Output all of the listing below, leaving every line unchanged.

#####

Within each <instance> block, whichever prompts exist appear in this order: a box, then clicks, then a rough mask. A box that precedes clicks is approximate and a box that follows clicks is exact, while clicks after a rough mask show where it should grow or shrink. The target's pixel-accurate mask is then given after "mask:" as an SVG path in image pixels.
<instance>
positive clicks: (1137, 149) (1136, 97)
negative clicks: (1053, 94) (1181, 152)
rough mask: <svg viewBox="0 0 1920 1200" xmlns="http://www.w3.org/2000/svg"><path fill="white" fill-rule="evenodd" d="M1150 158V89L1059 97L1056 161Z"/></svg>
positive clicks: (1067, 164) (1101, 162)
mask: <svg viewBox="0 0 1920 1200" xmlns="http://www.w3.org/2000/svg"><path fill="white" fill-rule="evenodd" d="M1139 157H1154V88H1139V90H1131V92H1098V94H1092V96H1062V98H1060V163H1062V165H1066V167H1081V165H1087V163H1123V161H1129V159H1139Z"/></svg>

#####

### SOLUTION FOR THIS EXERCISE
Within each <instance> block, whichever prompts exist appear in this order: a box, then clicks, then a rough mask. A box that precedes clicks is approximate and a box that follows clicks is exact, while clicks after a rough mask show where it should grow or shrink. The target's pixel-accurate mask is then given after "mask:" as an SVG path in image pixels.
<instance>
positive clicks: (1137, 149) (1136, 97)
negative clicks: (1053, 94) (1181, 152)
rough mask: <svg viewBox="0 0 1920 1200" xmlns="http://www.w3.org/2000/svg"><path fill="white" fill-rule="evenodd" d="M1150 158V89L1059 97L1056 161Z"/></svg>
positive clicks: (1067, 164) (1101, 162)
mask: <svg viewBox="0 0 1920 1200" xmlns="http://www.w3.org/2000/svg"><path fill="white" fill-rule="evenodd" d="M1139 157H1154V88H1139V90H1131V92H1098V94H1092V96H1062V98H1060V163H1062V165H1066V167H1081V165H1087V163H1123V161H1129V159H1139Z"/></svg>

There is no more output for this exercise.